### [GIVEN TASK A]
State how many lines in the listing below contain the string "belt", treating uppercase and lowercase as distinct. Give only the number.

### [TEXT SEGMENT]
______

# Fuel Gauge Malfunction



## Duffy21690 (Feb 28, 2007)

I have owned my 1995 Altima since the summer and the gas gauge has never worked. I just use the tripometer to keep an eye on my gas. But recently another 1995 Altima came to the local wrecking yard so i swapped the sending units. Before the gauge would be anywhere, it would pick a new spot every so often. Now it stays between 3/4 and full and when I am near a 1/4 tank it drops to Empty for awhile then goes back up to 3/4 or full. Anyone else have this problem or have any possible fixes? i'd rather not buy a new sending unit if its something simple. Thanks in advance.


----------



## rod_88 (Jan 13, 2007)

Have you checked the connections on the adapter of the sending unit?


----------



## Duffy21690 (Feb 28, 2007)

in a sense yes. before we put the used sending unit in the tank we wired it into the connections that lead to the gauge and watched the gauge function properly. From full to empty and the low fuel light turning on and off. once it was in the tank and all buttoned up it went back to basically working how it did with the old one. Another thing is that the gas light is intermittent. It does work but it goes on and off. Sometimes it will come on right on time and other times it wont turn on until i have half a gallon left. Anyone know when the light is supposed to come on. I'm guessing its when it gets down to 10 gallons.


----------



## KA24Tech (Feb 2, 2004)

Check the tank ground as well as the body ground in back for the tail lights and up front near the battery or even under the dash. It could be another circuit using the fuel gauge as a return path. If you have a voltmeter touch it from ground point to ground point

Troy


----------



## Duffy21690 (Feb 28, 2007)

Thanks KA24 thats my next move.


----------



## ctwaley (Feb 3, 2007)

*gas gauge reads low*

On a related issue, what would cause the gas gauge to read low?........The gauge reads about 2+ gallons low (in other words, I have at least two more gallons than what the gauge indicates).......Other than being incorrectly calibrated, the gauge works just fine, including the low-gas indicator light coming on when really low on gas........

Thanx,
---Cole


----------



## KA24Tech (Feb 2, 2004)

ctwaley said:


> On a related issue, what would cause the gas gauge to read low?........The gauge reads about 2+ gallons low (in other words, I have at least two more gallons than what the gauge indicates).......Other than being incorrectly calibrated, the gauge works just fine, including the low-gas indicator light coming on when really low on gas........
> 
> Thanx,
> ---Cole


That's normal for the Altima (or pretty much any car that I know of) and is sort of a safety margin so you don't run out of gas shortly after it is on empty.

Troy


----------



## Duffy21690 (Feb 28, 2007)

How many grounds does a 1995 GXE have?


----------



## smj999smj (Jan 1, 2006)

It has dozens of ground points. I would simply do a resistance check between the ground wire at the sender harness connector to a clean body point. If there's minimal resistance, the circuit is fine. Chances are the sending unit is bad. I've replaced a lot of them in Altimas. If my memory is correct, there's even an adjustment fixture incorporated into the sending unit to help calibrate the gauge, if it's off. I know it's the case on the L30, as I had to adjust a few of them. Make sure you get a new seal as the old one can bloat if it gets exposed to fuel. There's a special tool to remove the sender assy. retaining ring and reinstall; it's not necessary, but it sure does make the job a lot easier!


----------

______

### [GIVEN TASK B]
Reproduce the fuel gauge thread above word for word, from "I have owned" up to and including "Thanks in advance.".

### [RECORDS FOR THIS TASK]
______

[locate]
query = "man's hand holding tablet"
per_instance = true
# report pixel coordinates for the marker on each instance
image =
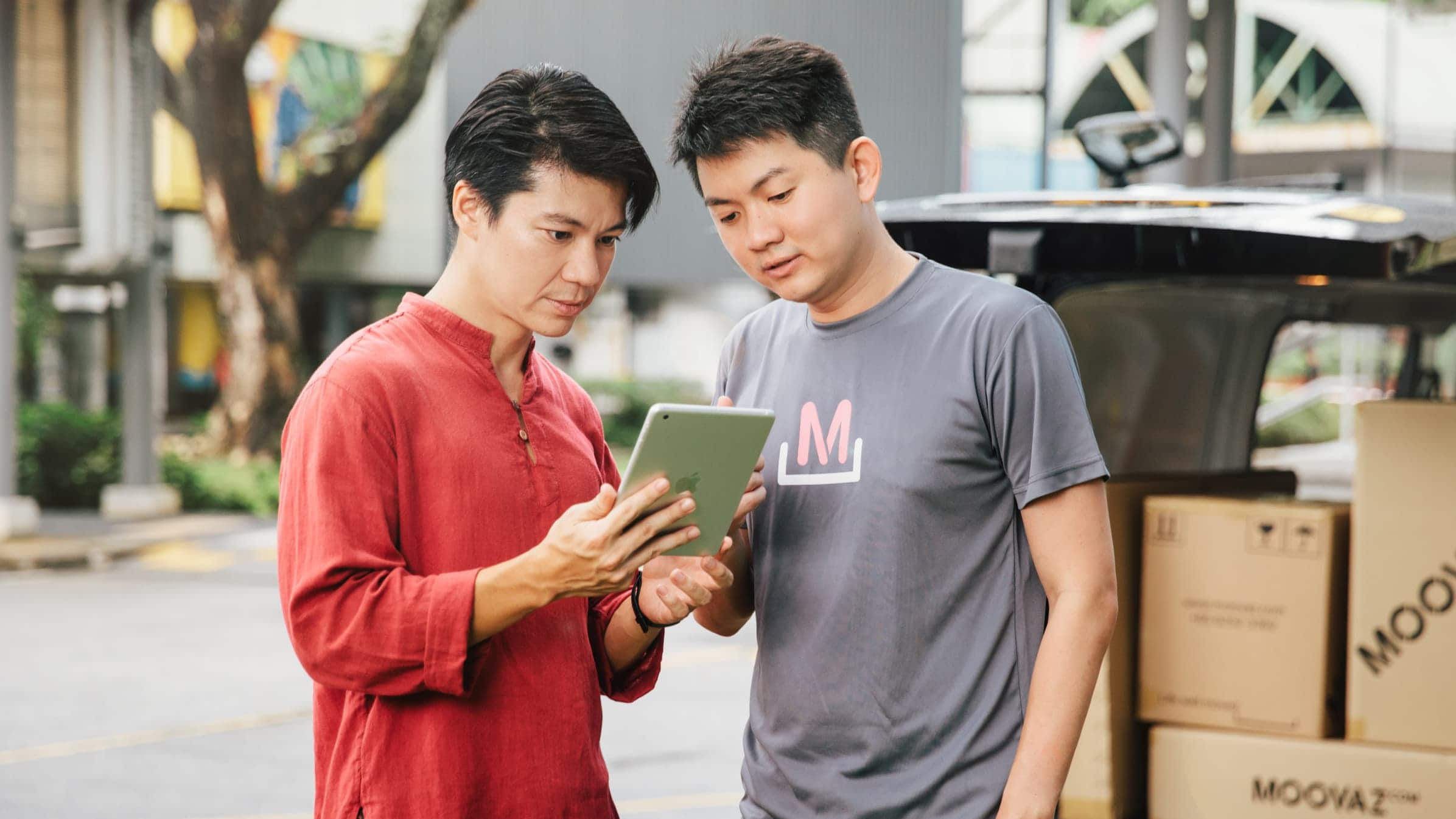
(673, 585)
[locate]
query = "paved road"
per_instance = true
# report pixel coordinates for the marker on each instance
(165, 689)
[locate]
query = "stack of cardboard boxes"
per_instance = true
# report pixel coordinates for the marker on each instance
(1269, 629)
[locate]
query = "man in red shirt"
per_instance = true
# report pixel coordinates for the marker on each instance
(453, 574)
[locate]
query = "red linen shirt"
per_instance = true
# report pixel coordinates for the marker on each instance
(404, 473)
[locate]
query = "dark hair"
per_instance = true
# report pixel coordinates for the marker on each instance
(768, 88)
(545, 117)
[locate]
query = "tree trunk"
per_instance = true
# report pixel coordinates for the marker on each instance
(261, 328)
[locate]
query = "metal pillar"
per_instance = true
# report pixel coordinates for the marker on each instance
(9, 254)
(18, 515)
(1219, 38)
(143, 402)
(1168, 79)
(1056, 12)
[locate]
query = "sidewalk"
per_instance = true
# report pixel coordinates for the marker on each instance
(83, 538)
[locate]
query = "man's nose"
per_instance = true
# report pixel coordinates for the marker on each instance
(763, 233)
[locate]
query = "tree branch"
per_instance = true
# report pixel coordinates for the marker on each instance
(173, 92)
(307, 206)
(136, 9)
(232, 27)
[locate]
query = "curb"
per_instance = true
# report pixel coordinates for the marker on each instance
(99, 550)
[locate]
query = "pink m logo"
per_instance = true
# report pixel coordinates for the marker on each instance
(838, 431)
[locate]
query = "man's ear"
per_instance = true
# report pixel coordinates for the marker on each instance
(864, 162)
(469, 210)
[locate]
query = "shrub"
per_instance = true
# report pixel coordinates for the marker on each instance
(623, 405)
(220, 485)
(65, 455)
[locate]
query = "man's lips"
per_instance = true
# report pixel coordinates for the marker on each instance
(567, 307)
(781, 268)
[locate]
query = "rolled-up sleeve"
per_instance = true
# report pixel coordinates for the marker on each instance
(1038, 414)
(359, 619)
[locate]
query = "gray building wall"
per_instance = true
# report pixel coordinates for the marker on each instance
(903, 58)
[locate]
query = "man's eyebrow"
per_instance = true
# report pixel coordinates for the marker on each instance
(766, 178)
(562, 218)
(574, 221)
(779, 170)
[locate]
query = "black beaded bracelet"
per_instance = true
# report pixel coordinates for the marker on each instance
(637, 607)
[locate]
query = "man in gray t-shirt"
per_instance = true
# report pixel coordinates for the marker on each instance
(934, 485)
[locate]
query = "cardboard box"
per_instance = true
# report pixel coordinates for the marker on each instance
(1244, 612)
(1206, 775)
(1108, 776)
(1402, 587)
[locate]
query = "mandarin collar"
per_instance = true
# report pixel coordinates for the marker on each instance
(458, 329)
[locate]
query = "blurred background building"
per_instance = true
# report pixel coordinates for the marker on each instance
(956, 92)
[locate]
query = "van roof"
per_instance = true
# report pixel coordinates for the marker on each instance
(1187, 229)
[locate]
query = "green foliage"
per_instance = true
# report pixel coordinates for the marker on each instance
(1315, 423)
(66, 455)
(1101, 12)
(220, 485)
(623, 405)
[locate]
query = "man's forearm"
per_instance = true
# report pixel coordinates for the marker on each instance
(504, 594)
(1072, 648)
(727, 613)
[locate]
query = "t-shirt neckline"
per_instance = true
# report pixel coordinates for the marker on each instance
(887, 306)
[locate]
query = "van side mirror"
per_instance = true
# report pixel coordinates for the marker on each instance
(1123, 143)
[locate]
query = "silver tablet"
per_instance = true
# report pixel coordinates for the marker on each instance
(710, 451)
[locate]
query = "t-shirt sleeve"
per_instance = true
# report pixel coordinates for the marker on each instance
(359, 617)
(1037, 411)
(724, 363)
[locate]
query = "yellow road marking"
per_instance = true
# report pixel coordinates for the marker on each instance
(75, 747)
(185, 556)
(679, 802)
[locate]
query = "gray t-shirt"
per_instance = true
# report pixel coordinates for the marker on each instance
(897, 607)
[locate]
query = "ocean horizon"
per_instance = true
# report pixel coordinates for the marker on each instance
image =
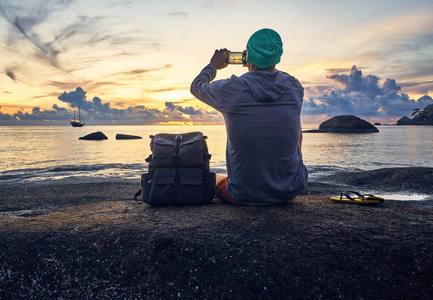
(37, 153)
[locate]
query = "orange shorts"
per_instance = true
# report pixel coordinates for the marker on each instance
(221, 189)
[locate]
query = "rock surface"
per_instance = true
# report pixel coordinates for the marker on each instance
(127, 137)
(89, 240)
(404, 121)
(95, 136)
(347, 124)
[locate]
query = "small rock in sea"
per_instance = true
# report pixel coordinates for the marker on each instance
(95, 136)
(127, 137)
(347, 124)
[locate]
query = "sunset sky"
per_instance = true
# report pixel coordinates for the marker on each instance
(132, 62)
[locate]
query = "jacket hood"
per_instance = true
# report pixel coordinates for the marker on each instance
(266, 86)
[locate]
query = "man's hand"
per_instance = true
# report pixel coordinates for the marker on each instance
(219, 58)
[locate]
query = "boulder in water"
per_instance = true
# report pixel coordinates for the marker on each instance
(347, 124)
(127, 137)
(95, 136)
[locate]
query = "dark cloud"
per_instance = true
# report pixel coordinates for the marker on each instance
(411, 84)
(24, 16)
(76, 98)
(186, 110)
(363, 96)
(99, 112)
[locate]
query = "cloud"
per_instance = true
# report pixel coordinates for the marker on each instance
(186, 110)
(11, 75)
(363, 96)
(4, 117)
(100, 112)
(178, 13)
(24, 16)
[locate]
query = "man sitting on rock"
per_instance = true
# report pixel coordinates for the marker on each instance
(262, 111)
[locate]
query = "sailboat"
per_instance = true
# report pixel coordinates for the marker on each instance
(79, 122)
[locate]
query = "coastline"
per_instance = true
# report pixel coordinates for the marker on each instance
(88, 239)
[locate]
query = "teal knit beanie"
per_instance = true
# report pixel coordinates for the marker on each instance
(264, 48)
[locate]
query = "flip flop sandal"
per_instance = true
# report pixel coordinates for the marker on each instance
(366, 199)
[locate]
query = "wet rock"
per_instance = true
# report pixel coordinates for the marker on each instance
(404, 121)
(347, 124)
(95, 136)
(127, 137)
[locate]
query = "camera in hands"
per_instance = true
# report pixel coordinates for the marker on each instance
(237, 58)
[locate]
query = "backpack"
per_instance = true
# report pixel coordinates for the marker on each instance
(178, 171)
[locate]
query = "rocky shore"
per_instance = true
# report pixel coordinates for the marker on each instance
(80, 240)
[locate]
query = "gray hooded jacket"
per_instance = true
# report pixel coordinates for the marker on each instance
(262, 111)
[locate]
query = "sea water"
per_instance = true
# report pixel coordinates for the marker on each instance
(35, 153)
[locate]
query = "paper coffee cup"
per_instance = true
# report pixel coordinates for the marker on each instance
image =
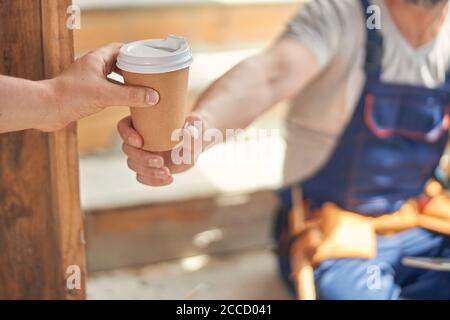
(161, 64)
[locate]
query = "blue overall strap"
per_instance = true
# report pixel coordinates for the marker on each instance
(374, 44)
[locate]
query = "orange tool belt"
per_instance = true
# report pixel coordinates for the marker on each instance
(334, 233)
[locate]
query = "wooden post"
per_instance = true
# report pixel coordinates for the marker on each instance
(41, 227)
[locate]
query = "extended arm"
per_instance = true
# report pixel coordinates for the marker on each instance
(79, 91)
(256, 84)
(232, 102)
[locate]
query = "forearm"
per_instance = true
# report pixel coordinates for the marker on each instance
(238, 97)
(24, 104)
(256, 84)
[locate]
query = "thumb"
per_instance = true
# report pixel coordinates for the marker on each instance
(131, 96)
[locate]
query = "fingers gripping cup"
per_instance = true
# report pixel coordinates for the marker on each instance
(161, 64)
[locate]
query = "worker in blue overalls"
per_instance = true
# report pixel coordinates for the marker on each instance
(369, 85)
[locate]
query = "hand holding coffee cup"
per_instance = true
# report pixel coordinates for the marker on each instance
(161, 64)
(156, 168)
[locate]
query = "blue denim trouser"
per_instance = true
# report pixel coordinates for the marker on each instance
(384, 277)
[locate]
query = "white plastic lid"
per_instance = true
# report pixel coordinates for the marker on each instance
(155, 55)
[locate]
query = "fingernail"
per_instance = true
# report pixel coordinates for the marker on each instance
(155, 163)
(134, 142)
(161, 174)
(151, 97)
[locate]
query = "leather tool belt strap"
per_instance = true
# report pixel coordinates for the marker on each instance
(334, 233)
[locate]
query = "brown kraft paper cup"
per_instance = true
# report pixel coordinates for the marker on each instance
(156, 124)
(163, 65)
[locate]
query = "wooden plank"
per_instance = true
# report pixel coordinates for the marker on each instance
(211, 24)
(145, 234)
(40, 217)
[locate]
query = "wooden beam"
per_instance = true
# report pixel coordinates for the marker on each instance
(40, 219)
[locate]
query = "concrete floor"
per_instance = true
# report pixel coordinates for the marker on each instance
(245, 275)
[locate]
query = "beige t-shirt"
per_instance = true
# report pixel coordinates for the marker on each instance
(335, 31)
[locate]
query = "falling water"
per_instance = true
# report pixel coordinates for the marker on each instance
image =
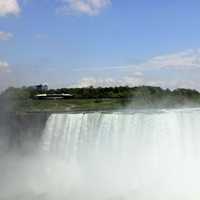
(138, 155)
(141, 155)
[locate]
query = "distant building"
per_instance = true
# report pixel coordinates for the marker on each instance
(53, 96)
(40, 87)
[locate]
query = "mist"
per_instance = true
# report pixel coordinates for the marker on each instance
(118, 155)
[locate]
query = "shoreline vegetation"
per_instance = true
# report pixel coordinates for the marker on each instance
(23, 100)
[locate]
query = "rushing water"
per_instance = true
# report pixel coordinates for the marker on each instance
(106, 156)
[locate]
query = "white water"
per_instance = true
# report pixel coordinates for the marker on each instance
(149, 155)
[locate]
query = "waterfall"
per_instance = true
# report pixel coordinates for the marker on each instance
(132, 155)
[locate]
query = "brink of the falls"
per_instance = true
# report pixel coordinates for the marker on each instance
(141, 155)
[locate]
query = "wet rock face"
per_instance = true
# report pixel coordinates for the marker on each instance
(17, 130)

______

### [RESULT A]
2

### [RESULT B]
I have owned my 1995 Altima since the summer and the gas gauge has never worked. I just use the tripometer to keep an eye on my gas. But recently another 1995 Altima came to the local wrecking yard so i swapped the sending units. Before the gauge would be anywhere, it would pick a new spot every so often. Now it stays between 3/4 and full and when I am near a 1/4 tank it drops to Empty for awhile then goes back up to 3/4 or full. Anyone else have this problem or have any possible fixes? i'd rather not buy a new sending unit if its something simple. Thanks in advance.